[WHAT YOU WILL DO] Return each line of the entries that mentions the word "beach".

[INFORMATION GIVEN]
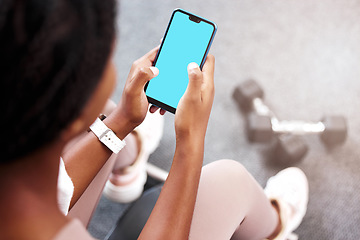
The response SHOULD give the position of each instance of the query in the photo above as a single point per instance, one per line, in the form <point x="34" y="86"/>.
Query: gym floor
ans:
<point x="305" y="55"/>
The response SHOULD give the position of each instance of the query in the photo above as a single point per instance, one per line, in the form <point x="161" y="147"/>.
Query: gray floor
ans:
<point x="306" y="55"/>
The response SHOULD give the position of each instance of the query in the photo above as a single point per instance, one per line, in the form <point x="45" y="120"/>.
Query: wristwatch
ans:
<point x="106" y="135"/>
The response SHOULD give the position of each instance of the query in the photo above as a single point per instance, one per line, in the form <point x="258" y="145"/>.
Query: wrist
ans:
<point x="192" y="146"/>
<point x="120" y="125"/>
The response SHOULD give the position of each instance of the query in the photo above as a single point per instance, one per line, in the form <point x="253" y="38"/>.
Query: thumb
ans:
<point x="195" y="78"/>
<point x="143" y="75"/>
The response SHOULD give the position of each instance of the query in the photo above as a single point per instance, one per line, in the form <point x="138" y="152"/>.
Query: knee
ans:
<point x="227" y="171"/>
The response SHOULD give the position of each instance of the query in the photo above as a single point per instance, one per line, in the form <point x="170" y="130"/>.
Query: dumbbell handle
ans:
<point x="297" y="127"/>
<point x="293" y="127"/>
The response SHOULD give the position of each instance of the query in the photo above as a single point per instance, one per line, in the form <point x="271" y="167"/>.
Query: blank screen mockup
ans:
<point x="186" y="41"/>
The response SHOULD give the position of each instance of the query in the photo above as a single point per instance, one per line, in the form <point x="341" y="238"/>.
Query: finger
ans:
<point x="162" y="111"/>
<point x="142" y="76"/>
<point x="195" y="79"/>
<point x="208" y="71"/>
<point x="153" y="108"/>
<point x="150" y="56"/>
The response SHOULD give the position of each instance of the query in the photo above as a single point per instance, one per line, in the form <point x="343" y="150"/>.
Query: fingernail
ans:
<point x="192" y="65"/>
<point x="155" y="71"/>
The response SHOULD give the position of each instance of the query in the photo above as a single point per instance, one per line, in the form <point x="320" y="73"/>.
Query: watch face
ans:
<point x="102" y="117"/>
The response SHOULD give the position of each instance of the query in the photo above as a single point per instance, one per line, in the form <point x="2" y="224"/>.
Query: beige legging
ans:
<point x="230" y="203"/>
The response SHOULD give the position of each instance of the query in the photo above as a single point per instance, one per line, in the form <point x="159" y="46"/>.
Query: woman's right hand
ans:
<point x="193" y="111"/>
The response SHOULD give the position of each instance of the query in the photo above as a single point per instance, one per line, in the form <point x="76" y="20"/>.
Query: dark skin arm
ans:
<point x="89" y="153"/>
<point x="172" y="214"/>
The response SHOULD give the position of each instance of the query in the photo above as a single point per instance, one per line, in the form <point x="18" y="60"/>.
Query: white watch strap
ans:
<point x="107" y="136"/>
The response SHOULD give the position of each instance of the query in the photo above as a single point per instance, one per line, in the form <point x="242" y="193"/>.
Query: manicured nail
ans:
<point x="155" y="71"/>
<point x="192" y="65"/>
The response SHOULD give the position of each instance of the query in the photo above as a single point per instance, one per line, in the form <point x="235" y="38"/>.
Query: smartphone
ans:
<point x="187" y="39"/>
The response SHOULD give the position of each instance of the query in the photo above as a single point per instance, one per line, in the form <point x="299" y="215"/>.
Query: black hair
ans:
<point x="52" y="56"/>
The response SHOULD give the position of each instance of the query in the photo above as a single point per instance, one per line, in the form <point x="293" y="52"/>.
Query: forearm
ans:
<point x="85" y="159"/>
<point x="172" y="214"/>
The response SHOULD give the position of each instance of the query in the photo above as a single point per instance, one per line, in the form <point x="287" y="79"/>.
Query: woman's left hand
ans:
<point x="133" y="106"/>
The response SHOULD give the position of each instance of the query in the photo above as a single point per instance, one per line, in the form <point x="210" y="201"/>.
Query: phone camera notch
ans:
<point x="194" y="19"/>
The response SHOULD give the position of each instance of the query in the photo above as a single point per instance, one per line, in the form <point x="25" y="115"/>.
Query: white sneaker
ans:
<point x="289" y="191"/>
<point x="149" y="134"/>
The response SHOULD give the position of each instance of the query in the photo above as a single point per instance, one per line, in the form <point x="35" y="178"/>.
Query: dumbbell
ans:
<point x="262" y="124"/>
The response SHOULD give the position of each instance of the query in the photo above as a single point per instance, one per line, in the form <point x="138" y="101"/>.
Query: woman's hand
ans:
<point x="193" y="111"/>
<point x="133" y="106"/>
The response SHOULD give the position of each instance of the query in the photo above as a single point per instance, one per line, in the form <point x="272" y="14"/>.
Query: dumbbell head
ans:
<point x="246" y="92"/>
<point x="335" y="130"/>
<point x="259" y="128"/>
<point x="289" y="149"/>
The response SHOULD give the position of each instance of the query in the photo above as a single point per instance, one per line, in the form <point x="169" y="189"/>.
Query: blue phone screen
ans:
<point x="186" y="41"/>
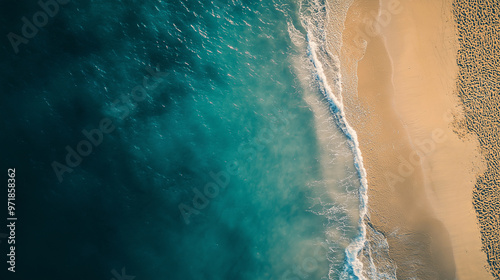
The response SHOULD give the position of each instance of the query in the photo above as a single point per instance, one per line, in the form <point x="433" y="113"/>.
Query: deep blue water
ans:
<point x="213" y="166"/>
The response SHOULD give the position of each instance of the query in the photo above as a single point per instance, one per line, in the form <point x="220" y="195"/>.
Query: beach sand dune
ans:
<point x="406" y="111"/>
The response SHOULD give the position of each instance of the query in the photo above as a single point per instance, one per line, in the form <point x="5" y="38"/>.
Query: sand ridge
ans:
<point x="402" y="104"/>
<point x="478" y="87"/>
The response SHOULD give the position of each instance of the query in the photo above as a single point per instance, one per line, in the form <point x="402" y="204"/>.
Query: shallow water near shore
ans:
<point x="229" y="165"/>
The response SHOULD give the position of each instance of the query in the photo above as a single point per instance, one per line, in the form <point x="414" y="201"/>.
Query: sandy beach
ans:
<point x="404" y="107"/>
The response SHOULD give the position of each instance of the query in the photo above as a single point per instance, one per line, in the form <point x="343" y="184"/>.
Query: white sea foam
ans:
<point x="326" y="70"/>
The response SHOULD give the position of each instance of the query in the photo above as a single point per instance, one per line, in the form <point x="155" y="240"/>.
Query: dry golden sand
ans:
<point x="420" y="174"/>
<point x="478" y="87"/>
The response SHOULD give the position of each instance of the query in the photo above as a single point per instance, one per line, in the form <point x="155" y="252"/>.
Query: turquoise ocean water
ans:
<point x="228" y="159"/>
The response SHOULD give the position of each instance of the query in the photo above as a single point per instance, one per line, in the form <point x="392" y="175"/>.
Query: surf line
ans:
<point x="355" y="266"/>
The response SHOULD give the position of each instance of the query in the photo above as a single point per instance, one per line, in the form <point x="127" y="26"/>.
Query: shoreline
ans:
<point x="403" y="118"/>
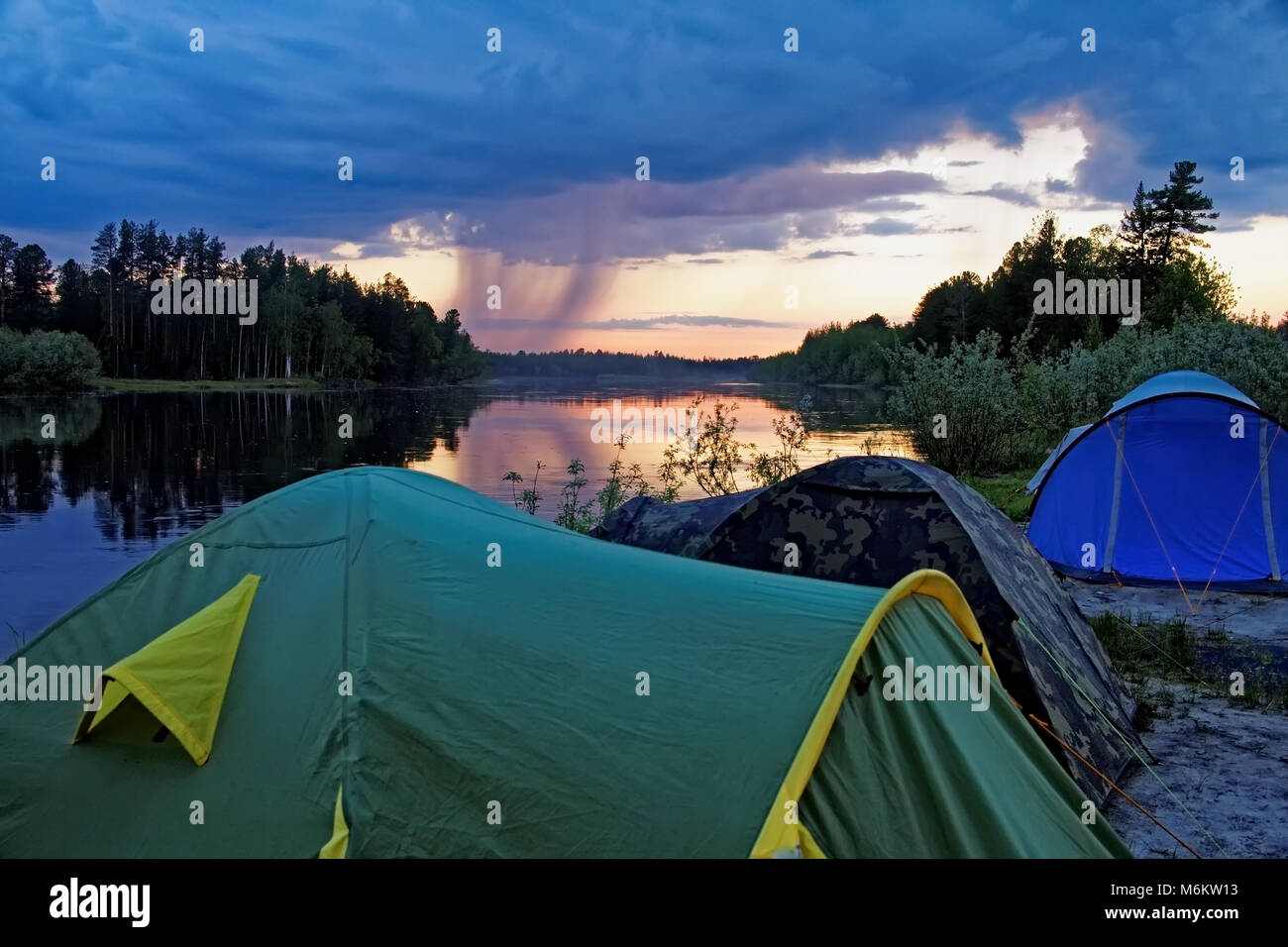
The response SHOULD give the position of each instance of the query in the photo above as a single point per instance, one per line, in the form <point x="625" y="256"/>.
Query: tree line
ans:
<point x="313" y="321"/>
<point x="587" y="367"/>
<point x="1157" y="243"/>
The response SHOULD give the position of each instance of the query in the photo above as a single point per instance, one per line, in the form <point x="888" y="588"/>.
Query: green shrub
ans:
<point x="47" y="361"/>
<point x="1001" y="412"/>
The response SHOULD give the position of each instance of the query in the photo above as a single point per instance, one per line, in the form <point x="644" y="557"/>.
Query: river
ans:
<point x="125" y="474"/>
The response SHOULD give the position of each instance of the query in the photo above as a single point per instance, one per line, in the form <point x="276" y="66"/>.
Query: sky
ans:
<point x="900" y="145"/>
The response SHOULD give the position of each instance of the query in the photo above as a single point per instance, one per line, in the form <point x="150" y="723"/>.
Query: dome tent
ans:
<point x="1179" y="480"/>
<point x="493" y="668"/>
<point x="872" y="519"/>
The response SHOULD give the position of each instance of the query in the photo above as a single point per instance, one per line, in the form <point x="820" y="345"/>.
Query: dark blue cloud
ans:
<point x="244" y="138"/>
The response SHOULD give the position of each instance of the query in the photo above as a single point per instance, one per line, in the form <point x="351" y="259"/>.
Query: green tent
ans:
<point x="380" y="663"/>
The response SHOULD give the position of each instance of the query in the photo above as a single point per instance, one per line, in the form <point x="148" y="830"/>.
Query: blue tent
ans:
<point x="1180" y="480"/>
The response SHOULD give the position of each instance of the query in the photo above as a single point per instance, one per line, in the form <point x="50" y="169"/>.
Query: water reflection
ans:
<point x="125" y="474"/>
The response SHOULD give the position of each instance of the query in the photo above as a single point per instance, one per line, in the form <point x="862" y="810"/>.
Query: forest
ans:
<point x="313" y="321"/>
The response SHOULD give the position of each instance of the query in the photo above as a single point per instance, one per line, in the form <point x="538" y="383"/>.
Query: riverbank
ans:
<point x="259" y="384"/>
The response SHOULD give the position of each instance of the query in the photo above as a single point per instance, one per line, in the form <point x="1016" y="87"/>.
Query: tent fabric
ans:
<point x="872" y="519"/>
<point x="181" y="677"/>
<point x="1070" y="436"/>
<point x="424" y="672"/>
<point x="1184" y="479"/>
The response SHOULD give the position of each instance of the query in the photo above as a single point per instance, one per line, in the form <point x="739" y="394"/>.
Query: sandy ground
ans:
<point x="1227" y="767"/>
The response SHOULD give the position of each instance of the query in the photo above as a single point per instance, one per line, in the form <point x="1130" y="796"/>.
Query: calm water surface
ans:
<point x="128" y="474"/>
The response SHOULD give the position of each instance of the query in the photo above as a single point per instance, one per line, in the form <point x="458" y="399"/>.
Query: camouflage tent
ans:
<point x="872" y="519"/>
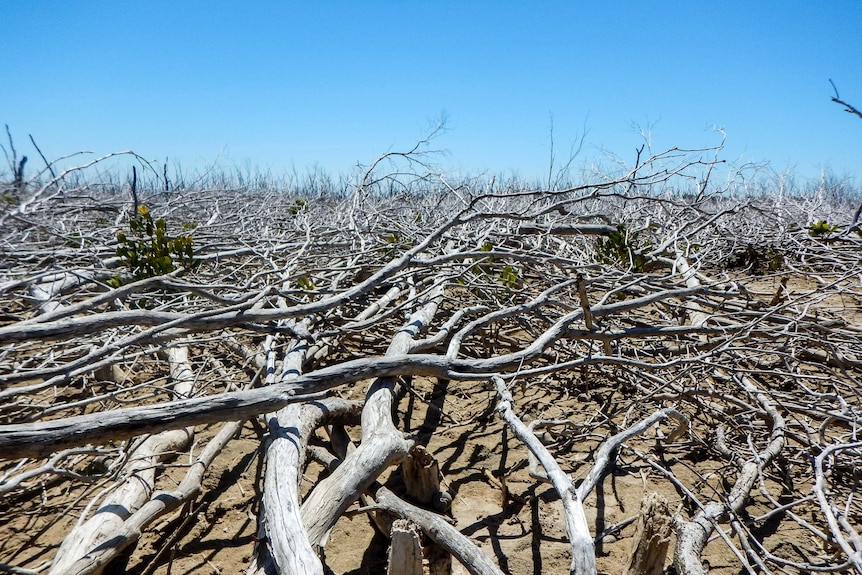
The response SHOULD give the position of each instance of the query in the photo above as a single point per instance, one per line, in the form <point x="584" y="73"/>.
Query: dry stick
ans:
<point x="160" y="503"/>
<point x="464" y="550"/>
<point x="382" y="444"/>
<point x="24" y="440"/>
<point x="288" y="548"/>
<point x="692" y="535"/>
<point x="280" y="526"/>
<point x="854" y="551"/>
<point x="132" y="493"/>
<point x="583" y="550"/>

[TASK ANSWER]
Query: beach sand dune
Query: sandy beach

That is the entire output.